Point annotation dataset records

####################

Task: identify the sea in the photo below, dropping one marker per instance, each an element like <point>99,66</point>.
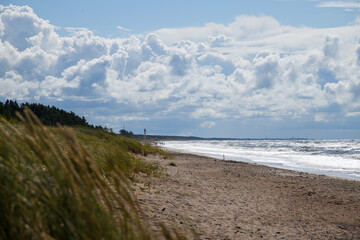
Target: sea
<point>337,158</point>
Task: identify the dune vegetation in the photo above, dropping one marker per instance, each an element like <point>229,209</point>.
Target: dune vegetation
<point>70,183</point>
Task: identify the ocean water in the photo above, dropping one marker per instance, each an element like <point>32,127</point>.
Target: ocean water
<point>340,158</point>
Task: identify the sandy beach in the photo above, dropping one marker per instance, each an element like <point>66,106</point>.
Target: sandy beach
<point>233,200</point>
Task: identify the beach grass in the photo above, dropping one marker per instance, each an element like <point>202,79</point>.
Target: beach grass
<point>64,183</point>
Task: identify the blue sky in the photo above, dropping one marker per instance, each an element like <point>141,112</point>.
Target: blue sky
<point>206,68</point>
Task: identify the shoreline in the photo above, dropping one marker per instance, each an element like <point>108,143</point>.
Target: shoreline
<point>235,200</point>
<point>325,173</point>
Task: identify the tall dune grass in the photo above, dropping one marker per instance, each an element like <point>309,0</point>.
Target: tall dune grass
<point>51,187</point>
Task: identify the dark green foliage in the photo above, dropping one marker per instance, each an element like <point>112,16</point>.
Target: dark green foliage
<point>50,116</point>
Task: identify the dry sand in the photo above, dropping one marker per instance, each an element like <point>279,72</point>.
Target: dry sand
<point>234,200</point>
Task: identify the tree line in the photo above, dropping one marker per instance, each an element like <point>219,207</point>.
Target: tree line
<point>50,116</point>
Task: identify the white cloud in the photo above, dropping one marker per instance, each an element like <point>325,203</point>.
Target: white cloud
<point>251,67</point>
<point>123,29</point>
<point>340,4</point>
<point>207,124</point>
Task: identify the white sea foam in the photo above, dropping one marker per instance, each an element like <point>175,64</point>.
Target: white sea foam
<point>330,157</point>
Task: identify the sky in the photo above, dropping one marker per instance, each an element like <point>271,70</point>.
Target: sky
<point>241,69</point>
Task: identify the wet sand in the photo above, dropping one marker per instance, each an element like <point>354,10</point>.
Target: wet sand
<point>234,200</point>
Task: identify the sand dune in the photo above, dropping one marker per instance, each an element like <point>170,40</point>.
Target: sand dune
<point>233,200</point>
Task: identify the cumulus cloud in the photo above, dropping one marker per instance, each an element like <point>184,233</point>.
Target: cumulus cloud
<point>207,124</point>
<point>252,67</point>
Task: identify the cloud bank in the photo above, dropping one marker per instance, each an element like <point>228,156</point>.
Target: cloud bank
<point>252,67</point>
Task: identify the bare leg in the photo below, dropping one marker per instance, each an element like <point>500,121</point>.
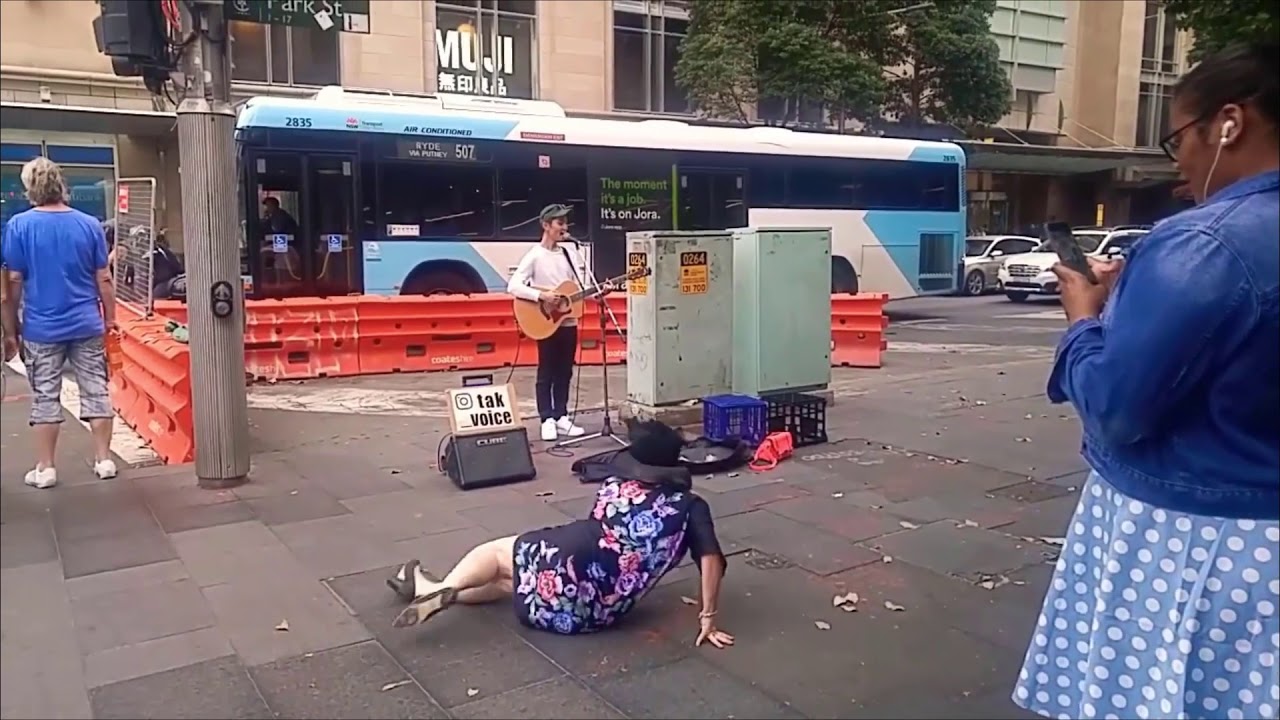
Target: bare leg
<point>476,578</point>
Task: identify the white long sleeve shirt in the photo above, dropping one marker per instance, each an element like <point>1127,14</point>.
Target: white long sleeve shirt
<point>544,269</point>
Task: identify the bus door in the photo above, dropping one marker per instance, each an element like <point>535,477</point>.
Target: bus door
<point>711,199</point>
<point>304,224</point>
<point>330,224</point>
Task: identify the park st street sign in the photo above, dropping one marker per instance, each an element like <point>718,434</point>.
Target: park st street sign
<point>328,16</point>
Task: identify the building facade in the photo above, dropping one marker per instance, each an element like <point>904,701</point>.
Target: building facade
<point>1091,90</point>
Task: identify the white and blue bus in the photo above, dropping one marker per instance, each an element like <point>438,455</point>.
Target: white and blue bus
<point>365,192</point>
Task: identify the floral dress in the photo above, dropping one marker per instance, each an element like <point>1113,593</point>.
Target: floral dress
<point>588,574</point>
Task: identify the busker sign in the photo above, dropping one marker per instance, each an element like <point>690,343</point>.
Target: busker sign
<point>483,409</point>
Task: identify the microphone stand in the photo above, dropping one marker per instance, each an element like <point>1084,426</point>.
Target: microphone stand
<point>604,313</point>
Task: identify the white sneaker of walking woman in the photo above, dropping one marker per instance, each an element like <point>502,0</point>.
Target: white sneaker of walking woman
<point>45,478</point>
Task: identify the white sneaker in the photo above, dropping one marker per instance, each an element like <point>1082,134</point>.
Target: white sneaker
<point>105,469</point>
<point>566,427</point>
<point>549,433</point>
<point>42,478</point>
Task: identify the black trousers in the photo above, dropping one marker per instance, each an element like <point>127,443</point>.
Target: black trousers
<point>556,358</point>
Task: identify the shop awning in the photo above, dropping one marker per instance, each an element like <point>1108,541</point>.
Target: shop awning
<point>1055,159</point>
<point>74,118</point>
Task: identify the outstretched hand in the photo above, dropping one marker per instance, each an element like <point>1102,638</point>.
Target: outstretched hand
<point>707,632</point>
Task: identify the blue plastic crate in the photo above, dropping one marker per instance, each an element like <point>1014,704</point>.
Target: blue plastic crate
<point>735,417</point>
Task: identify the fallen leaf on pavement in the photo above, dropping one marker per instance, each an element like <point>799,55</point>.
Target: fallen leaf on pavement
<point>397,684</point>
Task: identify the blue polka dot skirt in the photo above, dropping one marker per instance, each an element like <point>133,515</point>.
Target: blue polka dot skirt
<point>1153,614</point>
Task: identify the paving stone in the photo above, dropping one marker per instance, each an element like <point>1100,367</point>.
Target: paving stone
<point>306,504</point>
<point>337,546</point>
<point>250,611</point>
<point>1029,491</point>
<point>159,655</point>
<point>100,510</point>
<point>814,550</point>
<point>28,541</point>
<point>836,518</point>
<point>344,474</point>
<point>739,501</point>
<point>40,657</point>
<point>967,552</point>
<point>689,688</point>
<point>869,654</point>
<point>958,506</point>
<point>238,551</point>
<point>346,682</point>
<point>512,519</point>
<point>407,514</point>
<point>561,697</point>
<point>179,518</point>
<point>1004,615</point>
<point>90,555</point>
<point>215,688</point>
<point>140,613</point>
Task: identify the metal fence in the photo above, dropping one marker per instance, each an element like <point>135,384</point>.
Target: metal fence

####################

Reproduce every one of the records above word for word, leaving out the pictures.

- SOLUTION
Task: identify the sea in the photo below, dropping one marker per instance, each an element like <point>99,66</point>.
Target: sea
<point>337,158</point>
Task: identify the dune vegetation in the photo above, dropping one marker per instance, each an element like <point>229,209</point>.
Target: dune vegetation
<point>70,183</point>
Task: identify the ocean water in the photo above, dropping one marker per instance, each an element like <point>32,127</point>.
Target: ocean water
<point>340,158</point>
Task: identify the sandy beach in the photo above, dropping one marker per instance, each an element like <point>66,106</point>.
Target: sandy beach
<point>233,200</point>
Task: identify the beach grass in the photo above, dropping one marker per instance, each an element like <point>202,79</point>.
Target: beach grass
<point>64,183</point>
Task: identify the blue sky in the photo above, dropping one marker per instance, each an element like <point>141,112</point>.
Target: blue sky
<point>206,68</point>
Task: identify the shoreline in the photo above, dropping one marker per instance, each an element like <point>108,143</point>.
Target: shoreline
<point>235,200</point>
<point>325,173</point>
Task: identify the tall dune grass in the photo above, dropping one marker per instance, each an element like <point>309,0</point>.
Target: tall dune grass
<point>51,187</point>
Task: identify the dark green foliage in the photo above, dropping one marker per instance, each an element like <point>112,16</point>.
Target: dark green foliage
<point>50,116</point>
Task: identify the dry sand in the photo above, dropping one marker per instance, each an element like <point>279,72</point>.
Target: dry sand
<point>234,200</point>
Task: identify the tree line in the photo above, dropping one marker per instance, each an element like <point>219,207</point>.
Target: tree line
<point>50,116</point>
Task: identify the white cloud in the photo above, dropping one marker per instance, each an element like <point>325,203</point>.
Target: white cloud
<point>251,67</point>
<point>123,29</point>
<point>340,4</point>
<point>207,124</point>
Task: identify the white sea foam in the photo above, dropping one marker per instance, each an element like <point>175,64</point>.
Target: white sea foam
<point>330,157</point>
Task: identify the sky in the photo above, dropping one marker per instance, each an element like <point>271,70</point>.
Target: sky
<point>241,69</point>
Task: identify the wet sand in the photo above, dropping one marker per instance, each an element like <point>354,10</point>.
Target: wet sand
<point>234,200</point>
Task: identify the sand dune in the photo above, dropping one marker per instance, each an element like <point>170,40</point>.
Target: sand dune
<point>233,200</point>
Task: identify the cumulus cloud in the photo above, dropping one marker per instance, each an element like <point>184,233</point>.
Target: cumulus cloud
<point>207,124</point>
<point>252,67</point>
Task: identify the cloud bank in the photo above, dropping one marker per instance, each an element like <point>228,156</point>.
Target: cloud bank
<point>252,67</point>
Task: identify the bare leg in the photo below, dropping one marker per instance, each an element like <point>500,121</point>.
Target: bare leg
<point>476,578</point>
Task: identify the white long sleeve shirt in the photo above, dropping one marker per instance, each an element like <point>1127,14</point>.
Target: white long sleeve shirt
<point>544,269</point>
Task: identify the bus door in the photo above, dropping one marker per instance, each an element like <point>535,477</point>.
Target: bus door
<point>711,199</point>
<point>304,224</point>
<point>330,224</point>
Task: identify the park st street sign in the photo above, dropping one marker per instance, each an element like <point>718,434</point>.
Target: park st street sign
<point>328,16</point>
Task: identify the building facade in the photo above, dropping one marker per instance, each an element like <point>904,701</point>.
Target: building facade
<point>1091,90</point>
Task: identify the white and blue bus in the photo above, dropping one marker per instance, each an element like <point>438,455</point>.
Target: white and blue bus
<point>365,192</point>
Task: identify the floral dress in the photo above, dropping one marker per instance, each an element like <point>1113,593</point>.
Target: floral dress
<point>588,574</point>
Task: identify the busker sign in the photo above, dropping one marker per instance, each an element like <point>690,343</point>.
Target: busker sign
<point>483,409</point>
Task: identify the microphone stand in the photo above, dropping one marker per instance, each an element like <point>1084,426</point>.
Target: microphone stand
<point>604,313</point>
Task: identify the white sneaker of walking woman in the photo above, dropping one marker per instance, each an element like <point>502,0</point>.
Target: white sneaker of walking woman
<point>45,478</point>
Task: identify the white sneaker in the photo above, dropping one marker per instance, each an element like <point>1082,134</point>.
Target: white sneaker
<point>105,469</point>
<point>566,427</point>
<point>549,433</point>
<point>42,478</point>
Task: identify the black trousers in the photo above, dropping one marker per instance, each an element like <point>127,443</point>.
Target: black trousers
<point>556,358</point>
Task: identify the shop awning in the photo above, dropping one marker per instance, each an element like <point>1108,541</point>.
Target: shop awning
<point>1055,159</point>
<point>74,118</point>
Task: identify the outstretched hand in the photo above, dropping one marker per instance, each an element like <point>1102,638</point>.
Target: outstretched hand
<point>707,632</point>
Task: identify the blue plastic crate in the photo above, dropping one marker per instance, each an element like <point>1014,704</point>.
Target: blue plastic crate
<point>735,417</point>
Task: identify the fallen leaf on pavement in the photo above, dropping one marker per instance, each an element like <point>799,55</point>.
Target: fallen leaf on pavement
<point>397,684</point>
Task: identify the blue polka dot skirt in the photo above, dropping one marker per instance, each an element like <point>133,515</point>.
Target: blue polka dot skirt
<point>1153,614</point>
Task: identify the paving stone in the photo above, dropping one marker per instance, each an element like <point>1100,367</point>.
Target: paving stone
<point>306,504</point>
<point>337,546</point>
<point>250,611</point>
<point>1029,491</point>
<point>159,655</point>
<point>100,510</point>
<point>814,550</point>
<point>28,541</point>
<point>836,518</point>
<point>344,474</point>
<point>739,501</point>
<point>40,657</point>
<point>967,552</point>
<point>689,688</point>
<point>869,654</point>
<point>958,506</point>
<point>238,551</point>
<point>346,682</point>
<point>512,519</point>
<point>407,514</point>
<point>561,697</point>
<point>179,518</point>
<point>1004,615</point>
<point>90,555</point>
<point>215,688</point>
<point>140,613</point>
Task: identify the metal fence in the photo above, dropping one marker per instance, each an element like <point>135,384</point>.
Target: metal fence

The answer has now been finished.